_Aim of the task_
Count how many lines in this material contain "white". The answer is that number alone.

╭─ Data for the task

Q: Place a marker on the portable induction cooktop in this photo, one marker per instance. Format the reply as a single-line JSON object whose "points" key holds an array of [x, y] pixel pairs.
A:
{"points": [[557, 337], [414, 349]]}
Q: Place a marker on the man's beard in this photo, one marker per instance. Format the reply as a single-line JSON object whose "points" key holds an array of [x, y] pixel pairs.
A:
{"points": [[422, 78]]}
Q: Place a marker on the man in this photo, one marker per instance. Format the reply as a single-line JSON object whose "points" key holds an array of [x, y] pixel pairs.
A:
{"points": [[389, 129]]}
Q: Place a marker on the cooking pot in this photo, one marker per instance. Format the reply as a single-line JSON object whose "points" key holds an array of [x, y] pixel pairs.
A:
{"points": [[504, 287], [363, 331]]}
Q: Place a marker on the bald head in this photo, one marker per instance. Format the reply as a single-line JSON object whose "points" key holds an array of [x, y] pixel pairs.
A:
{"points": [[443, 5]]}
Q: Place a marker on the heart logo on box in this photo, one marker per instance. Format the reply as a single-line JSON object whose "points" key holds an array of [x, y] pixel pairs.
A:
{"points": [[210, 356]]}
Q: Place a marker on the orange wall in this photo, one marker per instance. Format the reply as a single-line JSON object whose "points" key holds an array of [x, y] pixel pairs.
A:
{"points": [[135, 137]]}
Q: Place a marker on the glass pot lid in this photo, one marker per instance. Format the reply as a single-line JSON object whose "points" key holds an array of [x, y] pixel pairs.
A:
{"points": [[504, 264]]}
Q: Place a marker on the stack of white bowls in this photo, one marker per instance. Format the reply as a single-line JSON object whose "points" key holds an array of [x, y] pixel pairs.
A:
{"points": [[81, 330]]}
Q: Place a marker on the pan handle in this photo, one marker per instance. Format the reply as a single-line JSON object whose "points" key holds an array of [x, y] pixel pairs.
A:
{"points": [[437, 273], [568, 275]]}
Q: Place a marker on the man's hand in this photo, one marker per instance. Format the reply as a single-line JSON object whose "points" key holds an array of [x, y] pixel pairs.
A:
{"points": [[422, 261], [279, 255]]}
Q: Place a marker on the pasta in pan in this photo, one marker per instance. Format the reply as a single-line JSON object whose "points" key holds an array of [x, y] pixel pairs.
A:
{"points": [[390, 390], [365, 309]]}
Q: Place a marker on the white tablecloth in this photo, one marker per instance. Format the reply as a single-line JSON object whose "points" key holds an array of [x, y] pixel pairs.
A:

╰─

_Exercise output_
2